***** Supplied records *****

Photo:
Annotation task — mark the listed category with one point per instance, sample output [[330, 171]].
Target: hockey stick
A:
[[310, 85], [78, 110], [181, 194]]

*****

Assignment :: Once you have read the records above, set every one of them down again exactly.

Response area ::
Photo:
Annotation task — mark the listed category with one point per instance, sample output [[330, 171]].
Target: hockey stick
A:
[[310, 85], [78, 110], [181, 194]]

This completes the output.